▶ TO DO:
1: In the rows, repeat every line between the one holding "Reviewer note. Check that every instance of the car door" and the one holding "<point>783,157</point>", inclusive.
2: Pick up the notes on simple harmonic motion where they stop, and continue them.

--- START PASSAGE TO READ ---

1. Establish the relationship between period and frequency.
2. Analyse the energy changes occurring during S.H.M.
3. Identify different types of forced vibration.
4. Enumerate applications of resonance.

Key Concepts and Formulas

Definition of S.H.M: Motion in which the restoring force is directly proportional to the displacement and acts in the direction opposite to that of displacement.

Angular Frequency (ω): ω = 2πf, where f is the frequency (in Hz).

Period (T) and Frequency (f): T = 1/f; T is the time for one complete cycle.

Amplitude (A): The maximum displacement from the equilibrium position.

Displacement Equation: x = A cos(ωt + φ), where φ is the phase constant.

Velocity in S.H.M: v = -ωA sin(ωt + φ).

Acceleration in S.H.M: a = -ω²A cos(ωt + φ).

Energy in S.H.M: Total energy E = ½kA² = ½mω²A², where k is the spring constant and m is the mass.

Force Vibration & Resonance: Resonance occurs when the frequency of an external force matches the natural frequency of the system, resulting in maximum amplitude.

--- END PASSAGE TO READ ---
--- START RECORD SET ---

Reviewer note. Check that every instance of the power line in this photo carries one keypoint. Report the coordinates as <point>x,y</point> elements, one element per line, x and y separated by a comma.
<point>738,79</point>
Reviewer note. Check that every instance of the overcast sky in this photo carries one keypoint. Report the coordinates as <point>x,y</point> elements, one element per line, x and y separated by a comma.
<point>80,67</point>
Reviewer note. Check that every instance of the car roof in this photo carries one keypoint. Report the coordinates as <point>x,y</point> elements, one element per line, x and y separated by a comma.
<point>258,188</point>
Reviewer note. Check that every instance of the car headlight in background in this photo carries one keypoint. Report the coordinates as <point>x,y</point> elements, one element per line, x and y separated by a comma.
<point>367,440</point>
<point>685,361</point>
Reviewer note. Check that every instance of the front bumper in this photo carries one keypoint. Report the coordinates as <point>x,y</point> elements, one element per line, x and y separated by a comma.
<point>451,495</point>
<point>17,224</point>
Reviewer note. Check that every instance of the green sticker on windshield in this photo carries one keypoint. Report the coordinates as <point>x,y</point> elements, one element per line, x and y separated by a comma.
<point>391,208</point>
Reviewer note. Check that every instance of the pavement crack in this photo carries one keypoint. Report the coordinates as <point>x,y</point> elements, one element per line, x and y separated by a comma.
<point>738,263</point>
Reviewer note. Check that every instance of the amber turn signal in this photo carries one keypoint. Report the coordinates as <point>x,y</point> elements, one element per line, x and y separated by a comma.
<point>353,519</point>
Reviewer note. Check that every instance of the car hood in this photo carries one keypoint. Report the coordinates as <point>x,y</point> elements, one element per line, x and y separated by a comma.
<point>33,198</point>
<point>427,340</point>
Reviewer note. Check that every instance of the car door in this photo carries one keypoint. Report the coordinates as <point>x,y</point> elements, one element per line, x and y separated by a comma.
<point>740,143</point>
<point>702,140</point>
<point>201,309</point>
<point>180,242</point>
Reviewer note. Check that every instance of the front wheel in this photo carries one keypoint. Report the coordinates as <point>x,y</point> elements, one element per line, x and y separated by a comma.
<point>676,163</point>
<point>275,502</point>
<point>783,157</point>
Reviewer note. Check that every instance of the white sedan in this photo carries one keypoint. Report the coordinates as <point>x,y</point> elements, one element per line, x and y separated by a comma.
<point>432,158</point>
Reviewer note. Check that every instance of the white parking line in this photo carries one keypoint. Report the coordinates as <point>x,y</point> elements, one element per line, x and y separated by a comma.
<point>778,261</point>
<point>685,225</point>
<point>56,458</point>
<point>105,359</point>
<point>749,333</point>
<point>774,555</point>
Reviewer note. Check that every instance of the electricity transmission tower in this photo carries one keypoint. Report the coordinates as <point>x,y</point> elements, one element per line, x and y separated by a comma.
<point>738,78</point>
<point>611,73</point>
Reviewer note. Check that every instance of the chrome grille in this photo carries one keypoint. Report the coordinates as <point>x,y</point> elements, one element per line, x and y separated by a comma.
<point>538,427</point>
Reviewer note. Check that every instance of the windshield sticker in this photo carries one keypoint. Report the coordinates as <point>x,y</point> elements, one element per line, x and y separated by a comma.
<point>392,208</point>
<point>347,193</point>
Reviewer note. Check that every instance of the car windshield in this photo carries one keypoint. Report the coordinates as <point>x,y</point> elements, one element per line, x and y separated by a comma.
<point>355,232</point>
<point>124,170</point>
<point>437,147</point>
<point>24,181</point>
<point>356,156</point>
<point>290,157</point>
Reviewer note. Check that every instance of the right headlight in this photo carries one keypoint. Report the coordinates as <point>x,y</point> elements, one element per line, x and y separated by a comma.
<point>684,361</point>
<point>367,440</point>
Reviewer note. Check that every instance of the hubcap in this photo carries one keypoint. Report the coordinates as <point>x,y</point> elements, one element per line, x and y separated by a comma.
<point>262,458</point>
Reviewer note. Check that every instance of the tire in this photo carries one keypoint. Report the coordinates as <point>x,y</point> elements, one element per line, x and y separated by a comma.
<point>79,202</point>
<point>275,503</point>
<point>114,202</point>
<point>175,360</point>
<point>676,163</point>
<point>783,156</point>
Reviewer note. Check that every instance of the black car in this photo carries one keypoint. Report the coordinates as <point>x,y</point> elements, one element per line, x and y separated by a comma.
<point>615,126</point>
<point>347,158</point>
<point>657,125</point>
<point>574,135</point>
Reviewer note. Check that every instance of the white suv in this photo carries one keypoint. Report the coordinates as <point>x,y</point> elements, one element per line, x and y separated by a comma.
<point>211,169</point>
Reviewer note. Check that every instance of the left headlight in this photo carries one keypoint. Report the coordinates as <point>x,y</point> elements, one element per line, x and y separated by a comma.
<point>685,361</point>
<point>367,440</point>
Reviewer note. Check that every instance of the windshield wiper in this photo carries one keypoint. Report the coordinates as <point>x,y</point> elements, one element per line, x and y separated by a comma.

--- END RECORD SET ---

▶ SET OF ANSWERS:
1:
Reviewer note. Check that every instance of the car door in this photo carries one keypoint. Report the coordinates as <point>x,y</point> elements, one element per line, x and y separated by a comma.
<point>740,143</point>
<point>702,140</point>
<point>201,309</point>
<point>180,242</point>
Reviewer note. Check that every instance of the front wheel in this photo carries one keypoint. Report the coordinates as <point>x,y</point> elements, one element per line, x and y separated by a comma.
<point>676,163</point>
<point>275,502</point>
<point>783,157</point>

2:
Worked Examples

The following 6 worked examples (displayed in green boxes) illustrate the concepts and formulas of S.H.M and resonance.

Example 1:
A mass-spring system oscillates such that the mass moves through 6.28 radians in 2 s. Find its frequency and angular frequency.
Solution: f = 1/T = 1/(2 s) = 0.5 Hz; ω = 2πf = 2π×0.5 = π rad/s.

Example 2:
A pendulum of length 1 m oscillates in S.H.M. (approximation). If g = 9.8 m/s², find its period.
Solution: T = 2π√(L/g) = 2π√(1/9.8) ≈ 2.01 s; f = 1/T ≈ 0.50 Hz.

Example 3:
A 5 kg object attached to a spring oscillates with an amplitude of 0.2 m and angular frequency 4 rad/s. Calculate its maximum speed and acceleration.
Solution: v_max = ωA = 4×0.2 = 0.8 m/s; a_max = ω²A = 16×0.2 = 3.2 m/s².

Example 4:
In a mass-spring system, if the amplitude is 0.1 m and the spring constant is 200 N/m, find the total energy assuming m = 2 kg.
Solution: ω = √(k/m) = √(200/2) = √100 = 10 rad/s; E = ½mω²A² = ½×2×(10²)×(0.1²) = 1 J.

Example 5:
A system is forced by an external periodic force. When the forcing frequency equals the natural frequency, resonance occurs. Explain briefly its effect on amplitude.
Solution: At resonance, the amplitude reaches a maximum because the external force adds energy efficiently. (No numeric answer.)

Example 6:
A 1500 kg car on a curved road (radius 50 m) moves at 20 m/s. Calculate the centripetal (radial) acceleration and force.
Solution: a_c = v²/r = 400/50 = 8 m/s²; F_c = ma_c = 1500×8 = 12000 N.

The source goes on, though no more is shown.